§ **RECORD LIST**:
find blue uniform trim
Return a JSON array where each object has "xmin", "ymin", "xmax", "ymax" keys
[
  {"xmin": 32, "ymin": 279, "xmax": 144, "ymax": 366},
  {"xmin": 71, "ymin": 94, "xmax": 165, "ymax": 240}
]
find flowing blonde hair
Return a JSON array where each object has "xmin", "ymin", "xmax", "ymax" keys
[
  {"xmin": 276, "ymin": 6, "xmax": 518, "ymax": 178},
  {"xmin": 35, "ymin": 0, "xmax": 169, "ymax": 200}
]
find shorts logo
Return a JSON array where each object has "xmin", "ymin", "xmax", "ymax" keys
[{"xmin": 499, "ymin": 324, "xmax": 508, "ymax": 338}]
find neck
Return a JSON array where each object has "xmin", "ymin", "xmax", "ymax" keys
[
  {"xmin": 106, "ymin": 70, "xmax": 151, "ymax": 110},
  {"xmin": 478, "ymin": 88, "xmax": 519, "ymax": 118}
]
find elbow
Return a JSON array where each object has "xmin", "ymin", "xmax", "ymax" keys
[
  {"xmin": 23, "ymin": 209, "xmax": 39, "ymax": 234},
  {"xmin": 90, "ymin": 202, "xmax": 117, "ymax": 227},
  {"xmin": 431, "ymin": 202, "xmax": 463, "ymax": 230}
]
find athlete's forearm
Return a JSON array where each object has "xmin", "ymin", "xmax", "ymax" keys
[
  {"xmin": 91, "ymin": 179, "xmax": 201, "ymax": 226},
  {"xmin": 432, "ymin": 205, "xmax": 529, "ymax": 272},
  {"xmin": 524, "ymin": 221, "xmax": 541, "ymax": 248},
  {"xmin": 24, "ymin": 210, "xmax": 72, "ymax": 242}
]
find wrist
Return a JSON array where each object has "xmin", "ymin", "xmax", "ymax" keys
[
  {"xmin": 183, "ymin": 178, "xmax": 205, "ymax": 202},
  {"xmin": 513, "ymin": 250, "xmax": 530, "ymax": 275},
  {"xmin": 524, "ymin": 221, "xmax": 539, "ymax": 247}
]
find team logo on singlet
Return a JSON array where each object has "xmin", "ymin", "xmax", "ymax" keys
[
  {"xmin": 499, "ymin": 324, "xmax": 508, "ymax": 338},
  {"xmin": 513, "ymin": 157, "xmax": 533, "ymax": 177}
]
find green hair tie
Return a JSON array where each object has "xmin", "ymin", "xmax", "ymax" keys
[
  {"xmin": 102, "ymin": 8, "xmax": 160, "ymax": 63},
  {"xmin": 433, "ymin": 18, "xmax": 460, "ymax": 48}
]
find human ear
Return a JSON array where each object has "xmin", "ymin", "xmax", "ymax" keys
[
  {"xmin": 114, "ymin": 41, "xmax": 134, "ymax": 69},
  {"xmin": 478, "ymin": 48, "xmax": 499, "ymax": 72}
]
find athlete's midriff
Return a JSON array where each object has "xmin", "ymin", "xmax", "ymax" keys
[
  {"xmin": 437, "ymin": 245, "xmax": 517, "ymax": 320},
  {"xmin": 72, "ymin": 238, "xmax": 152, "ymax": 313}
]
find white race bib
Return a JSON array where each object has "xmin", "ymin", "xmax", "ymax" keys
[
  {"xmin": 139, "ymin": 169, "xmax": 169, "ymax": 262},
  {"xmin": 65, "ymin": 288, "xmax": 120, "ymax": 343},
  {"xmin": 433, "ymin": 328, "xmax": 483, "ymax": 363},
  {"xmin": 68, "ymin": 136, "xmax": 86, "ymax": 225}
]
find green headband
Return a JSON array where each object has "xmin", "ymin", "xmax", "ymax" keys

---

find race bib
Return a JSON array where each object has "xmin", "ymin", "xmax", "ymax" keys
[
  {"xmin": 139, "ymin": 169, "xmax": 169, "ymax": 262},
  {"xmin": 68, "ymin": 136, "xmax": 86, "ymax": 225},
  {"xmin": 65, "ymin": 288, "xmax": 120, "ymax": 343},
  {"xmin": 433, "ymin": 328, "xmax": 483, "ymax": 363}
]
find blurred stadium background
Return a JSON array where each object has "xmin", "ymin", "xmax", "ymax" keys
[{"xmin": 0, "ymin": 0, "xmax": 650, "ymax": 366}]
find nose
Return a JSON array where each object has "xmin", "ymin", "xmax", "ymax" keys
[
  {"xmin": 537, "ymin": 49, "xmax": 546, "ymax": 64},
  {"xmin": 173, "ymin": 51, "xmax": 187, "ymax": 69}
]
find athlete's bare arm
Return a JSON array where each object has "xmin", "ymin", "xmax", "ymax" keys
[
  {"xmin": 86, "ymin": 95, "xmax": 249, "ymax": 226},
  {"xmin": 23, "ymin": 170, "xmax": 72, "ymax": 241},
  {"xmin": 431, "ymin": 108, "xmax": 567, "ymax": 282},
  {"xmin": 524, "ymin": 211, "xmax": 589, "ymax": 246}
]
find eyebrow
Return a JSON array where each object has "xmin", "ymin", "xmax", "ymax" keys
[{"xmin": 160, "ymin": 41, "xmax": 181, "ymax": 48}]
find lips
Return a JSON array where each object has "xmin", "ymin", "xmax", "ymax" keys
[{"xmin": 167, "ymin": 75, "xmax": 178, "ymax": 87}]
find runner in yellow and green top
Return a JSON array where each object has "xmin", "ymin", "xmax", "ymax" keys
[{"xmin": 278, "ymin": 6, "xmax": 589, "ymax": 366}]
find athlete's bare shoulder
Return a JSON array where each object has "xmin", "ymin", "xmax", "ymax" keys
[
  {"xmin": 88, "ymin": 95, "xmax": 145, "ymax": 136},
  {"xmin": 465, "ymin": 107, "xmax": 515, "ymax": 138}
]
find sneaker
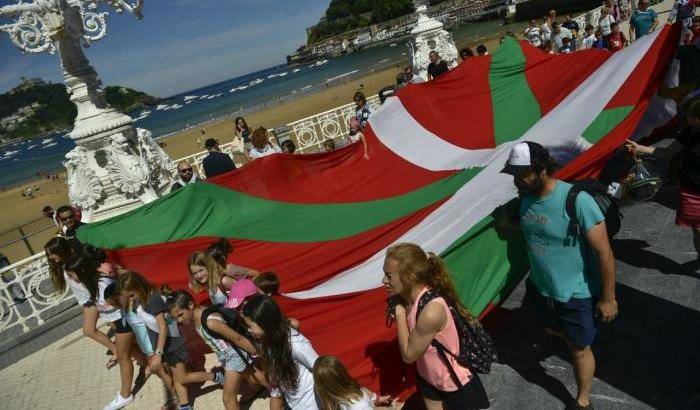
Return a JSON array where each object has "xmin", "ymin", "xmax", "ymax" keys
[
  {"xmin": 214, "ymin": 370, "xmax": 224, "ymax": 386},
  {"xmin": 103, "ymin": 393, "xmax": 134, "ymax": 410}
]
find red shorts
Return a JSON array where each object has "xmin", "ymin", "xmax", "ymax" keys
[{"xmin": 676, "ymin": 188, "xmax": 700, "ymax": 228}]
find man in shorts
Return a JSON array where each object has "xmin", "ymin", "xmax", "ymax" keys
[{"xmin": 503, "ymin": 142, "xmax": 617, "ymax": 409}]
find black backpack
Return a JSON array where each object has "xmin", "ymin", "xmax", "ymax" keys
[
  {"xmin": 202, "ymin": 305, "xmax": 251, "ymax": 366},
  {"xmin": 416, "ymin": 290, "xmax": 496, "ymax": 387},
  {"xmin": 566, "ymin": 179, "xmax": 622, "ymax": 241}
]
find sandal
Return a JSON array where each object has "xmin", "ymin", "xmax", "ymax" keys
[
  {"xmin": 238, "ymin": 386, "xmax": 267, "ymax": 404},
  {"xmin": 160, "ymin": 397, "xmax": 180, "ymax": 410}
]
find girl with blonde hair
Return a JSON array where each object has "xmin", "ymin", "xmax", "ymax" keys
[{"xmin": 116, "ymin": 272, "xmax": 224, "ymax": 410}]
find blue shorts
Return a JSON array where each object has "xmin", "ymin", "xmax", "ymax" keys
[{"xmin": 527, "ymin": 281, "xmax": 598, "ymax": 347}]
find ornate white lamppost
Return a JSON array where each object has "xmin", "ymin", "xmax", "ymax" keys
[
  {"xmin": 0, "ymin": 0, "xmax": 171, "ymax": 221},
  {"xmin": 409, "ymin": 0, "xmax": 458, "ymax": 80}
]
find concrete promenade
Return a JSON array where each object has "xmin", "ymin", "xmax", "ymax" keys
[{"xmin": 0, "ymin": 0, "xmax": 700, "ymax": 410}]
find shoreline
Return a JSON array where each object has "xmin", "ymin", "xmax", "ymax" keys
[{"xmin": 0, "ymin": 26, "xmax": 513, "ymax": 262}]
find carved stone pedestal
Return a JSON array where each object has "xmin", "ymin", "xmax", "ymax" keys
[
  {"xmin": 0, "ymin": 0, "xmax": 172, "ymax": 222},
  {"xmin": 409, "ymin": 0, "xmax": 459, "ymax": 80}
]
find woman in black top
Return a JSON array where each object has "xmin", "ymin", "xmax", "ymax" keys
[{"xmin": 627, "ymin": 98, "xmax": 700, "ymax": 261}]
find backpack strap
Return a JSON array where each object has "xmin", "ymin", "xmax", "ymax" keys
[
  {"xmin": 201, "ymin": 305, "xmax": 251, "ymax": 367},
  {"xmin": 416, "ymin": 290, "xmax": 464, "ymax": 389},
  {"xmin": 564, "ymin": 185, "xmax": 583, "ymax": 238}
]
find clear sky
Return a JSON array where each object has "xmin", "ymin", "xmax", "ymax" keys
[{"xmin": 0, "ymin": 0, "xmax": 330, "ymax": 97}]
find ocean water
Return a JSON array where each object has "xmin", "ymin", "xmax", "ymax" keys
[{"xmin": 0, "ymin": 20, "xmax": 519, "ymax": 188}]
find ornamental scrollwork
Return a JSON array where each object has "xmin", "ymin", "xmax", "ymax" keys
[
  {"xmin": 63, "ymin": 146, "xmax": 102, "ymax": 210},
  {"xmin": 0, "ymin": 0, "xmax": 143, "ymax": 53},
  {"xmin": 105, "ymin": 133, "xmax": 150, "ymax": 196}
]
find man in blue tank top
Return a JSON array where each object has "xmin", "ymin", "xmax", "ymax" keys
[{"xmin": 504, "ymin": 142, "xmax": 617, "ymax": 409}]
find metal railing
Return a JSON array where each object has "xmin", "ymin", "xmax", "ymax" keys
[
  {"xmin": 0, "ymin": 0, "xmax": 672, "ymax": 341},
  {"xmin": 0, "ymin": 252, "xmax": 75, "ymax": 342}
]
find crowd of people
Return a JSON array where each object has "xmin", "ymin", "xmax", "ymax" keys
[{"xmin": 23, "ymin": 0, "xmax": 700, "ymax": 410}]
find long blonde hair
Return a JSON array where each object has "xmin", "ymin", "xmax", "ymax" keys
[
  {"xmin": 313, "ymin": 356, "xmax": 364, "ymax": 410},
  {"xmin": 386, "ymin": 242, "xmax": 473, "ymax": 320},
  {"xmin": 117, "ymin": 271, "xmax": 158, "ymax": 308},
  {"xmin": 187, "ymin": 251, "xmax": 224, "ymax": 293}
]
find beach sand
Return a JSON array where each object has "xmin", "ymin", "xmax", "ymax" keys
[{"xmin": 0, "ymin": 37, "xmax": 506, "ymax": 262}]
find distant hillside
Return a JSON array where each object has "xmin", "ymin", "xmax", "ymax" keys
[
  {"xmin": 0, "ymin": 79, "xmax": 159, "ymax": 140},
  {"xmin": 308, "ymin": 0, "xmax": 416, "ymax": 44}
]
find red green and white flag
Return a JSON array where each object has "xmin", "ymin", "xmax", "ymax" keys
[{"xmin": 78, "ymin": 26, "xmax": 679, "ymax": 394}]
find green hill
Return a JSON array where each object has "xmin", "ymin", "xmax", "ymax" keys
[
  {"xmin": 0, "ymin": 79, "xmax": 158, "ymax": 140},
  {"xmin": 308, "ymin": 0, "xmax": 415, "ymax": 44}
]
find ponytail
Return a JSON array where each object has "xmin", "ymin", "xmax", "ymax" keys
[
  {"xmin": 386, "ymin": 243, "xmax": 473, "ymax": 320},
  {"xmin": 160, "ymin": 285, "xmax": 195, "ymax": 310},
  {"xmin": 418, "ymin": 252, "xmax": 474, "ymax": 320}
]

§ **WHAT IS EXPECTED**:
Please extract each line of the records above that contains the string "logo", matching case exactly.

§ **ANSWER TO THE TASK**:
find shorts logo
find team logo on singlet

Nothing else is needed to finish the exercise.